Begitu pertanyaan petinggi sebuah perusahaan kepada saya beberapa bulan lalu.
Banyak hal, batin saya. Tapi bukan itu yang keluar dari mulut, melainkan "mental".
"Mental, Bu," kata saya sambil memandang penanya lekat setelah menerawang eternit sepersekian detik, lalu merincinya sedikit demi sedikit. Tentu itu sebuah jawaban abstrak dan tidak saya sarankan kepada orang lain untuk mengungkapkan hal yang sama.
Mental untuk berani mengubah ritme hidup adalah tantangan tersendiri. Sekecil apa pun polanya. Dan itu sungguh tidak nyaman. Jawaban itulah yang saya sampaikan paling tulus dari sekian jawaban pertanyaan lain.
Ini bukan tentang "keluar dari zona nyaman" yang digaungkan oleh orang yang-apa-apa-harus-berpikir-positif dan semangat-terus. "Keluar dari zona nyaman" yang berarti ketika hidupmu baik-baik saja, terasa aman dan tenteram, lalu diminta untuk keluar darinya agar hidup lebih tertantang dan bermartabat.
BERISIK!!
Bukan itu. Di mana-mana orang mencari keamanan dan kenyamanan hidup, eh … giliran sudah mendapatkannya disuruh mencari sesuatu yang menantang lalu bikin hidup balik deg-deg-an rusuh.
Prinsip untuk tetap berada di zona nyaman yang saya sampaikan bukanlah prinsip gebyah uyah. Karena "zona nyaman" sendiri mudah diperdebatkan. Banyak sekali variabel di situ. Subjektif, terkait dengan bagaimana seseorang hidup dan bersosialisasi dengan lingkungannya.

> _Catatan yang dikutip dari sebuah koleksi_

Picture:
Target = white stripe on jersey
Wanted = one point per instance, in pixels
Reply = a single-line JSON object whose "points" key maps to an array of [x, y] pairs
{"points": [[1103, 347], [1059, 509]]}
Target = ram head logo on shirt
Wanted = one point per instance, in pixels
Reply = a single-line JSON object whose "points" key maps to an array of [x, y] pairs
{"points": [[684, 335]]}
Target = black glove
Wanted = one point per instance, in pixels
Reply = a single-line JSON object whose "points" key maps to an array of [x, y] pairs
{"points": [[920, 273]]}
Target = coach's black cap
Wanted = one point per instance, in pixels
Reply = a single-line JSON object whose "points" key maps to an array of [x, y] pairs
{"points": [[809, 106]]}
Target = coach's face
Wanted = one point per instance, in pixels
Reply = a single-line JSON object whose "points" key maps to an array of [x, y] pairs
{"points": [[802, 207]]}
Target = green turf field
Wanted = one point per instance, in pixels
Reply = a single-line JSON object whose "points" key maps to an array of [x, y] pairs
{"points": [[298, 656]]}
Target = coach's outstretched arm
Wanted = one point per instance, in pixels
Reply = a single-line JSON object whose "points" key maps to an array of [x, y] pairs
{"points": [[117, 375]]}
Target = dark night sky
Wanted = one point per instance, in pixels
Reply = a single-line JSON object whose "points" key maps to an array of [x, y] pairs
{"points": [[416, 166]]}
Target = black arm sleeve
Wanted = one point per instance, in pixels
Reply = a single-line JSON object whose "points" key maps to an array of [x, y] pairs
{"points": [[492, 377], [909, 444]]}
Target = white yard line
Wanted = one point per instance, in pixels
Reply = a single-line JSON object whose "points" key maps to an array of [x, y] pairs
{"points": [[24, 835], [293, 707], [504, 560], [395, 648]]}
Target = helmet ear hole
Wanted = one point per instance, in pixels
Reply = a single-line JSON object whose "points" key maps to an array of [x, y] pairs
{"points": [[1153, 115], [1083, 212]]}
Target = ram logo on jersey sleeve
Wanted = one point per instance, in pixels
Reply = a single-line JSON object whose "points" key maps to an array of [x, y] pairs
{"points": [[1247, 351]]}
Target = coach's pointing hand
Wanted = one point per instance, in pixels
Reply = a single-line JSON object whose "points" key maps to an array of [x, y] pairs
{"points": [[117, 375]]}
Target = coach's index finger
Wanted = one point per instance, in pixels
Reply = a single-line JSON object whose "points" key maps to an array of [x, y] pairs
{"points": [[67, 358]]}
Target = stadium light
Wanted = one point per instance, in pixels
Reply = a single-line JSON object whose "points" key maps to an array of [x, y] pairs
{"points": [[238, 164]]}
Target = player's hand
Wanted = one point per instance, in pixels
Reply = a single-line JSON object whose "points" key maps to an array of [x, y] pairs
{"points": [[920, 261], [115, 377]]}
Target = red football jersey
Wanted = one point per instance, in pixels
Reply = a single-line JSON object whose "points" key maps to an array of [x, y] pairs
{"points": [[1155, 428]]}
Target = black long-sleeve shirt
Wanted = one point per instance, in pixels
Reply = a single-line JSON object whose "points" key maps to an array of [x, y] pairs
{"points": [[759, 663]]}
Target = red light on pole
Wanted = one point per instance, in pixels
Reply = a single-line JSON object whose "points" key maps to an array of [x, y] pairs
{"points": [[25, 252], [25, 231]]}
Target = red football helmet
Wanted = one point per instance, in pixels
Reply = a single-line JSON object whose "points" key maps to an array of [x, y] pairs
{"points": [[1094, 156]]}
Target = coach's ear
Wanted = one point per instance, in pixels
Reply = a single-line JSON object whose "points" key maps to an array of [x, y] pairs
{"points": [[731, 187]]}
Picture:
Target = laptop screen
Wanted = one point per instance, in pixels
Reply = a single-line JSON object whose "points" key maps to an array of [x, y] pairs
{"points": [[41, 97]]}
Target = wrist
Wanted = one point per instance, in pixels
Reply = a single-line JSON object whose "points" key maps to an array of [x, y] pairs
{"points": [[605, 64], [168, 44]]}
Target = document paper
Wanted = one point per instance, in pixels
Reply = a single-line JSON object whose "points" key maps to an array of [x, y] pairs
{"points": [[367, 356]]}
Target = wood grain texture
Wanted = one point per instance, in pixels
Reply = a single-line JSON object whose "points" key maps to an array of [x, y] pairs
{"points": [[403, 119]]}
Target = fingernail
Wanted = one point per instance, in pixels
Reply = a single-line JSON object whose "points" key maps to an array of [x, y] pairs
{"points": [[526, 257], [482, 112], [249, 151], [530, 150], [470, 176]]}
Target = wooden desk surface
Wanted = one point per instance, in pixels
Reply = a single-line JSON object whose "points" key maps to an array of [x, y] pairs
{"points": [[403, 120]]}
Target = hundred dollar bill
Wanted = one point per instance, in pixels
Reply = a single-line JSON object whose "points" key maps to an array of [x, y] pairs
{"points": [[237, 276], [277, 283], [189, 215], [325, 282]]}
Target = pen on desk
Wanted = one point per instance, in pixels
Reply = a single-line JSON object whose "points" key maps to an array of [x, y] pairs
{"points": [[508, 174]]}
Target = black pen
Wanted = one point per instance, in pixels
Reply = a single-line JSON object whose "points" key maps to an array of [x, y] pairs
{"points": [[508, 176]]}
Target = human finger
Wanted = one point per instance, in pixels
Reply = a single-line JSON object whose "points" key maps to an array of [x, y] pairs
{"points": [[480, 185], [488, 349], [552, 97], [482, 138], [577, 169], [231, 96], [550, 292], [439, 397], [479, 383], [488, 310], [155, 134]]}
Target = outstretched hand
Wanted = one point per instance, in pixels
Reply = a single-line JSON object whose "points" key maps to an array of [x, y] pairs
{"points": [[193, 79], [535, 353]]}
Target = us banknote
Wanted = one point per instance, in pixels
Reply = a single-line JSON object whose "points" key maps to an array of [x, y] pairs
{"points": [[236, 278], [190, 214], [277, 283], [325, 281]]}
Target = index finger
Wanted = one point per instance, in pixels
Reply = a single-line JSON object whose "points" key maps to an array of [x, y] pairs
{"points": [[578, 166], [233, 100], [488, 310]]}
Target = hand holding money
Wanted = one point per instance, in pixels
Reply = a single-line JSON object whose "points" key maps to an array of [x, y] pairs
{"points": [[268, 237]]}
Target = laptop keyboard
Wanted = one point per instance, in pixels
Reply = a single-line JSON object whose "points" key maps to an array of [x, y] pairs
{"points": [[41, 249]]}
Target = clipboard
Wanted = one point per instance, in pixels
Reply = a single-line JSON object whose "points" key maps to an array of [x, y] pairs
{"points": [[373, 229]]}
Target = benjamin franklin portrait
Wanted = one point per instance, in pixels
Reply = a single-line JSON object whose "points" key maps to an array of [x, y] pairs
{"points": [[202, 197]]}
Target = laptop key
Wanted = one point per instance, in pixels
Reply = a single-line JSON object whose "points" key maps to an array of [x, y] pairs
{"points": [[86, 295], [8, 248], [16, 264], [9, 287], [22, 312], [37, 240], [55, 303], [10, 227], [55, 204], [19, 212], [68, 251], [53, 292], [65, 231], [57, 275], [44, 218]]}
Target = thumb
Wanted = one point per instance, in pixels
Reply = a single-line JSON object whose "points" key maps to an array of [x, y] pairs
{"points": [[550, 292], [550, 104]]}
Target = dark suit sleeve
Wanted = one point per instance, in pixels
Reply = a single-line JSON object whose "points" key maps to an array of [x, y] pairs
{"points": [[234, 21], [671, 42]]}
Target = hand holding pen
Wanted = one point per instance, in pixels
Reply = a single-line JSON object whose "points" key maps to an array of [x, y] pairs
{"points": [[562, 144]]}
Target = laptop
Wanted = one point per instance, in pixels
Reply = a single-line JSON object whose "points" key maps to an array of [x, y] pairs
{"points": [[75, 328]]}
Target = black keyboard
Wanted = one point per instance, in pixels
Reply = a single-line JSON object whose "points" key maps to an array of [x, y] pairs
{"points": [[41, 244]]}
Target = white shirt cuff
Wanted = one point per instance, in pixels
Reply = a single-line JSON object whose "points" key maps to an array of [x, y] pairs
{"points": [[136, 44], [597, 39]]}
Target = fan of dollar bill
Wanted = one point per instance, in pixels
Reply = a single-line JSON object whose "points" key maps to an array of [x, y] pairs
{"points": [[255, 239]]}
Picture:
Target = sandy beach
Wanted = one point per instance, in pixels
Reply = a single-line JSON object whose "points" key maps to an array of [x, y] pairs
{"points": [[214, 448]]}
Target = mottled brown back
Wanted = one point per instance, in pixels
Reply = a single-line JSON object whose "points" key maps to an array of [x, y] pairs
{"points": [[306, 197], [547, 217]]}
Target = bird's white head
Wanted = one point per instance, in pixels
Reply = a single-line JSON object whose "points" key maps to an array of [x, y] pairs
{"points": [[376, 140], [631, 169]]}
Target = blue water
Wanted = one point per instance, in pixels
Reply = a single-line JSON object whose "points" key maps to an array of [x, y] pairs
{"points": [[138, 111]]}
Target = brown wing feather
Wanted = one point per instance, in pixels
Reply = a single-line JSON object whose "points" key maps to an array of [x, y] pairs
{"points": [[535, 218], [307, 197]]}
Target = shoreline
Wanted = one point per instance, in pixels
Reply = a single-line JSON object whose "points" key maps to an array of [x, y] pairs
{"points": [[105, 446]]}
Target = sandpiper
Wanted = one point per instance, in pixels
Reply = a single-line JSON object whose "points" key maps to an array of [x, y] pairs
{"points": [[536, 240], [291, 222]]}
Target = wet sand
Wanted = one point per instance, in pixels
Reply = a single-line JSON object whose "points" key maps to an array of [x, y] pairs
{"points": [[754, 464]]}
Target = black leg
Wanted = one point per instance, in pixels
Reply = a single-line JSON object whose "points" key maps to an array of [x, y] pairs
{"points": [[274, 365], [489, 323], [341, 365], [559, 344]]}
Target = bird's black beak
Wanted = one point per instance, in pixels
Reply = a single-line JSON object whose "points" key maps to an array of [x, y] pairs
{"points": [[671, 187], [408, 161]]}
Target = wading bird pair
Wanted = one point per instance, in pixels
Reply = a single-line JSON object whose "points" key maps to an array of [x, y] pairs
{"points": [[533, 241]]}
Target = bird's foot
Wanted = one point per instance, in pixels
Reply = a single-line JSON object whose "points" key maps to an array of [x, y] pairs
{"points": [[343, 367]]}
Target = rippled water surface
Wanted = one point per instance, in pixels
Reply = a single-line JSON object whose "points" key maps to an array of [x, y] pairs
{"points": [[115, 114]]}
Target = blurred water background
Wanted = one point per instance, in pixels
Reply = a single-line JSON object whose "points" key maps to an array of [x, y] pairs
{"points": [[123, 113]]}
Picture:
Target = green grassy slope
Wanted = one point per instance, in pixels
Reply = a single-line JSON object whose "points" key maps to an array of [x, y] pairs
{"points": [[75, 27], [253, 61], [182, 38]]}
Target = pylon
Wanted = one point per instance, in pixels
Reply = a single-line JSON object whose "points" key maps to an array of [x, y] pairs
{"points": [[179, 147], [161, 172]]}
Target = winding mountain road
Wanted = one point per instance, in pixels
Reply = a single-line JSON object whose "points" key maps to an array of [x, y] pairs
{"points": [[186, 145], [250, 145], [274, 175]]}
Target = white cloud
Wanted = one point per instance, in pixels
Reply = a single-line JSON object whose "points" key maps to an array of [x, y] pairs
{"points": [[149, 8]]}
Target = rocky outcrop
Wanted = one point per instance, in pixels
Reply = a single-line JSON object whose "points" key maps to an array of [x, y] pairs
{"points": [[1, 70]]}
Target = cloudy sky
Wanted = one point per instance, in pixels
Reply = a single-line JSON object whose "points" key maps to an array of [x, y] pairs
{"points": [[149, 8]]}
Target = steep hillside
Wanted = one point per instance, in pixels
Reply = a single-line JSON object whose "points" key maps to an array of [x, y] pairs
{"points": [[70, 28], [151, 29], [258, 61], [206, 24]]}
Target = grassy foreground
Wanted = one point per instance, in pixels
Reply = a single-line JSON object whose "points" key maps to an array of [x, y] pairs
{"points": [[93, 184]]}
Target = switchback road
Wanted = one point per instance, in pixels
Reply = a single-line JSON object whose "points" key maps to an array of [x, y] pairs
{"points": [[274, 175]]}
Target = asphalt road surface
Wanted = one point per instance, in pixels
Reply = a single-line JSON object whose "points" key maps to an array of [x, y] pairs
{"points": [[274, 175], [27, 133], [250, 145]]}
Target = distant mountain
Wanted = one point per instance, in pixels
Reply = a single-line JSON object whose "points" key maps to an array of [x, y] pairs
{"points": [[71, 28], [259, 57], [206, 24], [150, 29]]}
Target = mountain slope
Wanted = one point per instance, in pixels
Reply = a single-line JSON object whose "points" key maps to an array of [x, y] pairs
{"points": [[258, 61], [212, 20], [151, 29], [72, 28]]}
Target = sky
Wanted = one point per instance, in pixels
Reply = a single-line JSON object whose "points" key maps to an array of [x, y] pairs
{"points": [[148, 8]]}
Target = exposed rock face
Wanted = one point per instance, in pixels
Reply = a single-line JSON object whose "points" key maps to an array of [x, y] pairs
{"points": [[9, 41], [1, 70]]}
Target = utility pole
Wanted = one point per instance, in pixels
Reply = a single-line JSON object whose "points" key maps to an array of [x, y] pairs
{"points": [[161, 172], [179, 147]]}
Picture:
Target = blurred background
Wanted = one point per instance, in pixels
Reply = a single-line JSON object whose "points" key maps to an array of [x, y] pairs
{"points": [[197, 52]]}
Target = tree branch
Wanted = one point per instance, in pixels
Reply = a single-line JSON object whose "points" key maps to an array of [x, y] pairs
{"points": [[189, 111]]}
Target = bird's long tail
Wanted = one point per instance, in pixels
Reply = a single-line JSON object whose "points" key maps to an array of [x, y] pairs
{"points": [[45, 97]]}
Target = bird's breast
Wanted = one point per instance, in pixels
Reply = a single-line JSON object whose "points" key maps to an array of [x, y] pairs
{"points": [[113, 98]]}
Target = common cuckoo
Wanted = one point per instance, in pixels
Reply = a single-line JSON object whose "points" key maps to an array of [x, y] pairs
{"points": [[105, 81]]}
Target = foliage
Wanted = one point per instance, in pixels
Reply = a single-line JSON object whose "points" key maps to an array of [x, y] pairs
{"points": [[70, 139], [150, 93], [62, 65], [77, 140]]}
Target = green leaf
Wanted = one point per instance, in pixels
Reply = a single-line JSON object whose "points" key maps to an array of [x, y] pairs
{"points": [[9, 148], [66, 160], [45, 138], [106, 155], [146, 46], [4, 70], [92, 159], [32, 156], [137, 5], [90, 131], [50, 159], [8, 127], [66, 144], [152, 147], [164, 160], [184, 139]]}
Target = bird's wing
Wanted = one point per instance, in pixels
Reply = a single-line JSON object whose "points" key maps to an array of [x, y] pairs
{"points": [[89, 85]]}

> _TUGAS YANG DIKERJAKAN_
1 - Tolong tentukan apakah setiap pernyataan berikut sesuai dengan penggalan teks di atas, lalu jawab ya atau tidak beserta kutipan kata-kata penentunya. (a) Pertanyaan itu diajukan oleh petinggi sebuah perusahaan beberapa bulan lalu. (b) Penulis menyarankan orang lain memberikan jawaban yang sama. (c) Menurut penulis, berani mengubah ritme hidup itu terasa nyaman.
2 - Gantilah "ritme hidup" dengan "pola hidup" pada bagian penggalan teks yang dimulai dari "Mental untuk berani" dan berlanjut hingga "balik deg-deg-an rusuh.", lalu tuliskan bagian itu.

> _HASIL TIAP TUGAS_
1 -
(a) Ya: "Begitu pertanyaan petinggi sebuah perusahaan kepada saya beberapa bulan lalu."
(b) Tidak: "tidak saya sarankan kepada orang lain untuk mengungkapkan hal yang sama"
(c) Tidak: "Dan itu sungguh tidak nyaman."

2 -
Mental untuk berani mengubah pola hidup adalah tantangan tersendiri. Sekecil apa pun polanya. Dan itu sungguh tidak nyaman. Jawaban itulah yang saya sampaikan paling tulus dari sekian jawaban pertanyaan lain.
Ini bukan tentang "keluar dari zona nyaman" yang digaungkan oleh orang yang-apa-apa-harus-berpikir-positif dan semangat-terus. "Keluar dari zona nyaman" yang berarti ketika hidupmu baik-baik saja, terasa aman dan tenteram, lalu diminta untuk keluar darinya agar hidup lebih tertantang dan bermartabat.
BERISIK!!
Bukan itu. Di mana-mana orang mencari keamanan dan kenyamanan hidup, eh … giliran sudah mendapatkannya disuruh mencari sesuatu yang menantang lalu bikin hidup balik deg-deg-an rusuh.